* [TÂCHE COURTE A]
Dites si chacune des affirmations suivantes concorde avec le récit de l’adoption de Fleur, en répondant par oui ou non et en citant textuellement les mots du récit qui tranchent la question. (i) Fleur a un pelage noir et blanc. (ii) Fleur a été adoptée dès la première visite au refuge. (iii) Le refuge a indiqué que Fleur et Fraise avaient grandi ensemble depuis leur plus jeune âge.

* [BLOC DE TEXTE]

Cela allait bientôt faire des mois que je lisais des livres rédigés par des comportementalistes, que je prenais des notes après le visionnage de vidéos YouTube expliquant comment prendre soin d’un chat, que je rassemblais tout le matériel nécessaire pour que mon futur compagnon poilu ne manque de rien, que je me renseignais sur les marques de croquettes et que je regardais annonce après annonce à la recherche d’un chat à couvrir d’amour et d’affection. Ce chat, je le voulais depuis presque 8 mois et j’étais déterminée à ce que tout se déroule bien.

Quand je me suis finalement décidée, j’ai rapidement trouvé “Fleur” sur la page d’un petit refuge liégeois. “Sociable et câline” pouvait-on lire sur la petite annonce, exactement ce que je recherchais car comme il s’agissait de mon tout premier chat, je voulais être sûre de ne pas rencontrer de soucis comportementaux que je ne serais pas capable de gérer à cause de mon manque d’expérience. Avec sa description, son pelage noir et blanc et ses grands yeux verts, Fleur m’a immédiatement donnée envie de la rencontrer. Ce que j’ai fait, ni une, ni deux.

Arrivée sur place, on m’a tenu un discours un peu différent que ce que j’avais lu sur le site. “C’est une chatte incroyable, très câline mais... extrêmement peureuse”. Ah. Sur le coup, une sonnette d’alarme a retenti en moi mais j’ai décidé de la voir par moi-même. C’est dans une petite pièce fermée à double tour que j’ai découvert “Fleur” et sa soeur jumelle, “Fraise” pour la première fois. “Elles ont grandi ensemble depuis qu’elles sont bébés” m’a aussitôt informé le refuge. Deuxième sonnette d’alarme car en général, des chats qui ont grandi aussi liés ne sont pas séparables. Voilà pourquoi j’ai aussitôt demandé: “Vous êtes sûre que ça ira de les séparer ?”. La dame du refuge a balayé mon argument d’un revers de main. “Bien sûr. Depuis toujours les humains se séparent de leur famille pour fonder la leur. C’est pareil ici”. Si ça m’a semblé un peu étrange, j’ai accepté son explication.

“Pensez-vous qu’elle convient comme premier chat?” l’ai-je ensuite interrogée, toujours chiffonnée par l’idée qu’elle soit aussi peureuse. Contrairement à d’autres associations et refuges qui écrivent en général explicitement cette information dans la description des animaux proposés à l’adoption, la dame a paru choquée par ma demande. “C’est à vous de le savoir ça” m’a-t-elle rétorqué comme si je venais de proférer la pire des insultes en remettant en question son chat.

Malgré le sentiment de malaise que j’ai ressenti, j’ai reporté mon attention sur Fleur, m’attendant à ce qu’elle me fuit comme la peste d’après la description que m’avait faite le refuge. A ma grande surprise, la petite est venue me voir et j’ai pu jouer avec elle pendant une demi-heure. Cependant, pour être bien sûre, je me suis laissée une semaine pour réfléchir et j’ai demandé à la voir une seconde fois. Après celle-là, j’ai décidé de l’adopter. Fleur était certes peureuse mais elle me laissait l’approcher et la caresser ainsi que jouer avec. J’étais sûre que tout se passerait bien.

* [TÂCHE COURTE B]
Recopiez, parmi les enregistrements ci-dessous, les lignes qui commencent à celle contenant « like x=711, y=306. » et vont jusqu’à celle contenant « x=283, y=460 », ces deux lignes comprises.

* [ENREGISTREMENTS FOURNIS]
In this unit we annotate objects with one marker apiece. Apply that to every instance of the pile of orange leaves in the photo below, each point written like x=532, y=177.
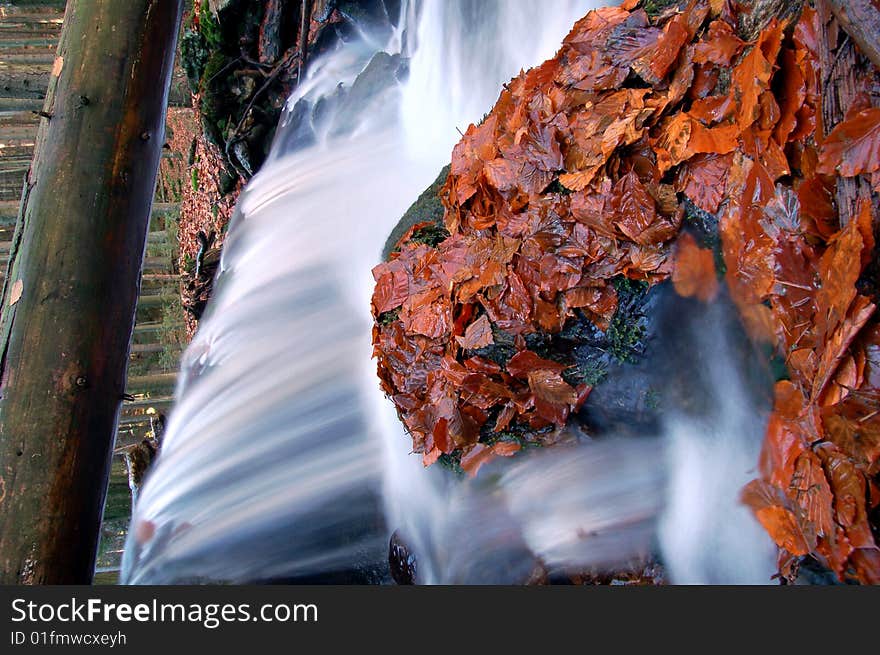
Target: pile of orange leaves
x=580, y=174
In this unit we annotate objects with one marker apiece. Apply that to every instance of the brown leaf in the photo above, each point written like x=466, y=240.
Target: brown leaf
x=694, y=273
x=853, y=147
x=477, y=335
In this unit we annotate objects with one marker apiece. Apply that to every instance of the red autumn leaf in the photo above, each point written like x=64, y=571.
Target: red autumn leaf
x=634, y=209
x=750, y=78
x=694, y=273
x=853, y=147
x=554, y=398
x=477, y=335
x=526, y=361
x=705, y=180
x=772, y=510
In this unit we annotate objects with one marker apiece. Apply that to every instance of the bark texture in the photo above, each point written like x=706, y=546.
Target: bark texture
x=70, y=296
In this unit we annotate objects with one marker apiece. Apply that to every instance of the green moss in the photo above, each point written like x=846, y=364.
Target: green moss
x=194, y=56
x=451, y=462
x=430, y=235
x=656, y=7
x=626, y=332
x=501, y=350
x=427, y=208
x=209, y=27
x=652, y=399
x=556, y=187
x=591, y=372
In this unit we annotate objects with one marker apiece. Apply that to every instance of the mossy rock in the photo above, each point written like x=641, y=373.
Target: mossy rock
x=426, y=209
x=651, y=361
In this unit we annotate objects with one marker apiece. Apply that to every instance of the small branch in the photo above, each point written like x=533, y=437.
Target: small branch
x=860, y=19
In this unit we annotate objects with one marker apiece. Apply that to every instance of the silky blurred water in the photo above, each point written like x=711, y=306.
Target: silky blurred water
x=282, y=459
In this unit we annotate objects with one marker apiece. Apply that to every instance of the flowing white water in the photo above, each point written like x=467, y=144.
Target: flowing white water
x=282, y=459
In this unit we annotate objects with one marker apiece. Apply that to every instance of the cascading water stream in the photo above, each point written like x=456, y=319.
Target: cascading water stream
x=283, y=460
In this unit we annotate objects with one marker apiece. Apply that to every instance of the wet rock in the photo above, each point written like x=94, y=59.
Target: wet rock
x=381, y=73
x=401, y=562
x=426, y=209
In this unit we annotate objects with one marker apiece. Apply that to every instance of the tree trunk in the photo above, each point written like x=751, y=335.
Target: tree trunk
x=69, y=299
x=24, y=81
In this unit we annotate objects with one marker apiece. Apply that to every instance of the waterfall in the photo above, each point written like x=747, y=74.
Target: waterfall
x=282, y=459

* [RÉSULTAT ATTENDU A]
(i) Oui : « son pelage noir et blanc »
(ii) Non : « j’ai demandé à la voir une seconde fois. Après celle-là, j’ai décidé de l’adopter. »
(iii) Oui : « Elles ont grandi ensemble depuis qu’elles sont bébés »

* [RÉSULTAT ATTENDU B]
In this unit we annotate objects with one marker apiece. Apply that to every instance of the silky blurred water in the photo above, each point written like x=711, y=306.
Target: silky blurred water
x=282, y=459
In this unit we annotate objects with one marker apiece. Apply that to every instance of the flowing white water in the photo above, each point written like x=467, y=144.
Target: flowing white water
x=282, y=459
In this unit we annotate objects with one marker apiece. Apply that to every instance of the cascading water stream in the photo above, each point written like x=456, y=319.
Target: cascading water stream
x=283, y=460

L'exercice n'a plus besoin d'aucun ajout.